Goal –
Can you rewrite the material between the lines holding "of the man's" and "(1185, 757)", inclusive, with "overcast sky" replaced by "cloudy sky" and everything else kept the same?
[start Given entries]
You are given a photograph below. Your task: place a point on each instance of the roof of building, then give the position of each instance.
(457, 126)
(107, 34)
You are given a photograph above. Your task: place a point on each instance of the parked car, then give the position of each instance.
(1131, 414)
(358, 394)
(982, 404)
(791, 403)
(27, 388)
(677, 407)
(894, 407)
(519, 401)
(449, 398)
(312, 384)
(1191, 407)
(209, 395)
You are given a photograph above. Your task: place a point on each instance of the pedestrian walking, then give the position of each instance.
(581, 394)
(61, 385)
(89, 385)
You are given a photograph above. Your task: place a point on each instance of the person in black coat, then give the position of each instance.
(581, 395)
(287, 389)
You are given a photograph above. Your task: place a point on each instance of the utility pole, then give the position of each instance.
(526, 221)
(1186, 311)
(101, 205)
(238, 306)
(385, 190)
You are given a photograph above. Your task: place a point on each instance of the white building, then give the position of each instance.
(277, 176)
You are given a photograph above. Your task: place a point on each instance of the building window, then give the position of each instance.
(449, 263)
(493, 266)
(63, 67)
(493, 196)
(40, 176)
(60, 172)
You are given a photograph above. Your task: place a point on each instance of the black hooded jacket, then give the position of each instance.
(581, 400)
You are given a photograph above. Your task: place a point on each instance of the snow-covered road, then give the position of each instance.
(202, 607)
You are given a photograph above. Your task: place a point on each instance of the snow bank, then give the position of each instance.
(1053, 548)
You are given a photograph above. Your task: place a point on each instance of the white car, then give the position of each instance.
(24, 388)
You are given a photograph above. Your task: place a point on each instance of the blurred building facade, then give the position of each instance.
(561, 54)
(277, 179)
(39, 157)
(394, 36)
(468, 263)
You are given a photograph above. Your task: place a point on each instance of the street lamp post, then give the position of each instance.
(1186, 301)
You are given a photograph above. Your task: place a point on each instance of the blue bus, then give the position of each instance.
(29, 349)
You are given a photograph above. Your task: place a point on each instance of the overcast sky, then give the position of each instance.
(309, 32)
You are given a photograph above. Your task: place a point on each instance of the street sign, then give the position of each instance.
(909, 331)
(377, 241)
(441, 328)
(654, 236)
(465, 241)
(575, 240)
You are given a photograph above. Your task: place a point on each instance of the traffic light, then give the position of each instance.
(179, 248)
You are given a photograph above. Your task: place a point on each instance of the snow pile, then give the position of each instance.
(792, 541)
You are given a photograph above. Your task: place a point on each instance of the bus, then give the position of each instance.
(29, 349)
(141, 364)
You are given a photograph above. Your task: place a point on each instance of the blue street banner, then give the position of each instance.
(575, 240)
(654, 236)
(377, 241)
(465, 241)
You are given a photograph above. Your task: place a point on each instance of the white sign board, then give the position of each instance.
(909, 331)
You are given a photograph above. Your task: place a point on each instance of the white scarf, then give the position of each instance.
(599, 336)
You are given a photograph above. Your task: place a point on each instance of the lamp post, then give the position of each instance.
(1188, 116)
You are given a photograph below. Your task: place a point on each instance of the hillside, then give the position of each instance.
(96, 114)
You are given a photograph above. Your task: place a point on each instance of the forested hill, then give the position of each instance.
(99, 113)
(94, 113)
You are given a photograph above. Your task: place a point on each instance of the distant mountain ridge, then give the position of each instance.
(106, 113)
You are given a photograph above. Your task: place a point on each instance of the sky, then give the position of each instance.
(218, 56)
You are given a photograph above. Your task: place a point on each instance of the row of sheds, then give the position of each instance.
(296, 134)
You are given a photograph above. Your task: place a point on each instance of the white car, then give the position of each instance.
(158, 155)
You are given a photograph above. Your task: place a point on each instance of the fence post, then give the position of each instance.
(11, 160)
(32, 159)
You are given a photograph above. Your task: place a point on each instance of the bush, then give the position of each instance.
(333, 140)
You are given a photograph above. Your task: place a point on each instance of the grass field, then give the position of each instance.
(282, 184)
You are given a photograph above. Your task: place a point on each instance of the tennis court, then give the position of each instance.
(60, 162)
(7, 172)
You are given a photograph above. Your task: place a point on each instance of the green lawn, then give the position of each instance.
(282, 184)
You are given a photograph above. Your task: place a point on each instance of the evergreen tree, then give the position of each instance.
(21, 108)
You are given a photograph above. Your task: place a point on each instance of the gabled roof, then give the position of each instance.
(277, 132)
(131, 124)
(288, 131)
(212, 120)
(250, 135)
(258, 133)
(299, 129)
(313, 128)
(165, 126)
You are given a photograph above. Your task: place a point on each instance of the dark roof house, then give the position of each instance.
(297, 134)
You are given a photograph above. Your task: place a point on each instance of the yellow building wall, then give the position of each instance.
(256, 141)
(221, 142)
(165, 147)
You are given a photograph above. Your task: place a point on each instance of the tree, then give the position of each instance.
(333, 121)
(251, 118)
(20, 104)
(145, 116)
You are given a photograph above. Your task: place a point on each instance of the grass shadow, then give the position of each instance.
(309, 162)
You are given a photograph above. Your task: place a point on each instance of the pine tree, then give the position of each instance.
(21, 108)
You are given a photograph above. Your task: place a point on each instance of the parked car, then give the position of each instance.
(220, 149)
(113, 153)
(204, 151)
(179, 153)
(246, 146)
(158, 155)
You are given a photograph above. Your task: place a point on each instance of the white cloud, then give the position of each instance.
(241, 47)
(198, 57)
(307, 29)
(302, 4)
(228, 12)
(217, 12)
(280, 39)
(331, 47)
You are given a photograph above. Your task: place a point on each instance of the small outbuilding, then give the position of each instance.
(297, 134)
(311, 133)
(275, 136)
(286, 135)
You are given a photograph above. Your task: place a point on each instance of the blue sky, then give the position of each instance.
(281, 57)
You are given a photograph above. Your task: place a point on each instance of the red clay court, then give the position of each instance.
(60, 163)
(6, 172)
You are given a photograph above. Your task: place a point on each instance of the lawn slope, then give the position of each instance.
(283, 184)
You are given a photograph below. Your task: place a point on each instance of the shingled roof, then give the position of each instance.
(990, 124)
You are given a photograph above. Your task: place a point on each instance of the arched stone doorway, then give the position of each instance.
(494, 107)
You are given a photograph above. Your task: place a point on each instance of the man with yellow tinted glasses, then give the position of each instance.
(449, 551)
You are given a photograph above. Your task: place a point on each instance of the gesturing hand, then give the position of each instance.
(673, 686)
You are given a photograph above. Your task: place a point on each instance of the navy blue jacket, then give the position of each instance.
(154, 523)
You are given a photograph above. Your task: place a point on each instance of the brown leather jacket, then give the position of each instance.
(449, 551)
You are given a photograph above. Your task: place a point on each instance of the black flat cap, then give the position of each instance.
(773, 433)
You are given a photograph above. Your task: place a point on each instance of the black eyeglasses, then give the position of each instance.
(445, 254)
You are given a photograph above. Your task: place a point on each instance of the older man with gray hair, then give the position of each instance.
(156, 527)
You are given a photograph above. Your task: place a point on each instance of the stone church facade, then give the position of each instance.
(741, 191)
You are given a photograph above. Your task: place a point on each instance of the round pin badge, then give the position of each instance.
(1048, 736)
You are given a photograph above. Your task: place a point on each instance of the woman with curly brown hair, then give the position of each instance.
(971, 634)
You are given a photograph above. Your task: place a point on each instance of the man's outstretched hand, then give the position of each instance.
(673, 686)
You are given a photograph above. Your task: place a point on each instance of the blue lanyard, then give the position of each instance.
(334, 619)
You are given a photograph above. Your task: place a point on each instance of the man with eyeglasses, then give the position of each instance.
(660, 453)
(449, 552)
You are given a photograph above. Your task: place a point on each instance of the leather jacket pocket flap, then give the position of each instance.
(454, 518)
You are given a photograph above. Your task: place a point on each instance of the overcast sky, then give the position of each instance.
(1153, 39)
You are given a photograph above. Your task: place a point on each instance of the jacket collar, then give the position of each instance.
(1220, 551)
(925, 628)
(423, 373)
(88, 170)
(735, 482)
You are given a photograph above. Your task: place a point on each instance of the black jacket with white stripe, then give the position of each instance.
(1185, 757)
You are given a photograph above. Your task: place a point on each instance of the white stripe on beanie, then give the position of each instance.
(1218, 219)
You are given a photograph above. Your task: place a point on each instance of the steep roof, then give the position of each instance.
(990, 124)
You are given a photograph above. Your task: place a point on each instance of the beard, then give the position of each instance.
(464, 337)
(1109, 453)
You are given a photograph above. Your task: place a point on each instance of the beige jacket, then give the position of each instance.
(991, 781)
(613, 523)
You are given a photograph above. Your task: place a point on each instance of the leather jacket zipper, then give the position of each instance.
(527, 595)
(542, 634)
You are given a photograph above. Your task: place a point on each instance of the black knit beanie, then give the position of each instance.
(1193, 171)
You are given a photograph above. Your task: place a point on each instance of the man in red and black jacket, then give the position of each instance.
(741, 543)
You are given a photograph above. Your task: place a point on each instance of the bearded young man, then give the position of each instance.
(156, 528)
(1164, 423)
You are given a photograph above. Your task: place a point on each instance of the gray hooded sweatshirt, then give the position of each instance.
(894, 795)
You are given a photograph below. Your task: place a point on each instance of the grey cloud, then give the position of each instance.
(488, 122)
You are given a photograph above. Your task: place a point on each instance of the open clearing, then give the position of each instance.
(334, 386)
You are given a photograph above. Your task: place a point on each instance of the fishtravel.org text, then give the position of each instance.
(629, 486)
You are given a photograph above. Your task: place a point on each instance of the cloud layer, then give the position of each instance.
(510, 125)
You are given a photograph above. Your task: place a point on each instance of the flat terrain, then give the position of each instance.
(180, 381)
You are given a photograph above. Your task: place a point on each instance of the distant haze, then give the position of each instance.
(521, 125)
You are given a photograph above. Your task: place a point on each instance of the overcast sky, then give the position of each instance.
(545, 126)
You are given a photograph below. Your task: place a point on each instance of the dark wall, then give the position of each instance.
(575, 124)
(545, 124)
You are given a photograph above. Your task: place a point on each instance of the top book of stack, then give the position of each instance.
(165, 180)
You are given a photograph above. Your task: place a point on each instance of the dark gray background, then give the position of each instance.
[end Given entries]
Final answer –
You are given a photograph above. Your task: place a point on each instance of the man's outstretched hand, then give the position of each instance.
(673, 686)
You are given a photograph above. Your task: place a point on each instance of the blue lanyard, then give the position of each instance.
(334, 619)
You are given a photograph above. Your task: place a point on each instance of the man with eyeglasses, then give the position of each instance.
(660, 453)
(449, 552)
You are given a photograph above. Your task: place a point on each instance of the leather jacket pocket flap, then give the position of each instance.
(454, 518)
You are given a photograph above. Your task: place a point on each instance of the cloudy sky, then give the position of each instance.
(1153, 39)
You are given a photograph above. Your task: place a point on each instance of the jacket collar, then give the position of each instance.
(1220, 551)
(925, 628)
(423, 373)
(88, 170)
(735, 482)
You are given a photograph above. Your task: place a point on each instance of the black jacket with white stripe, then give the position of each instance.
(1185, 757)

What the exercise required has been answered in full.